Dataset excerpts:
----------------
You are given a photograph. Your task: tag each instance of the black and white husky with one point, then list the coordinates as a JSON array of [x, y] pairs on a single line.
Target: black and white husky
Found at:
----------------
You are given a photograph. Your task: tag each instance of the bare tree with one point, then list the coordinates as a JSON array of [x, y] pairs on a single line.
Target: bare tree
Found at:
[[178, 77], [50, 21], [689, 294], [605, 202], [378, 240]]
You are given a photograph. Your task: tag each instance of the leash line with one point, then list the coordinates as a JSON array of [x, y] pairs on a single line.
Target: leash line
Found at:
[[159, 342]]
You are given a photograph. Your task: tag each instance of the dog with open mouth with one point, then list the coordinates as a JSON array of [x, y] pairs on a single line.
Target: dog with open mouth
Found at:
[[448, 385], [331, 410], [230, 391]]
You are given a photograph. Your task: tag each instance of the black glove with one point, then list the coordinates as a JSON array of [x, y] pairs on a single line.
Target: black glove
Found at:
----------------
Problem: The answer should be only the number of lines in the data that include "list".

Response to this task: 5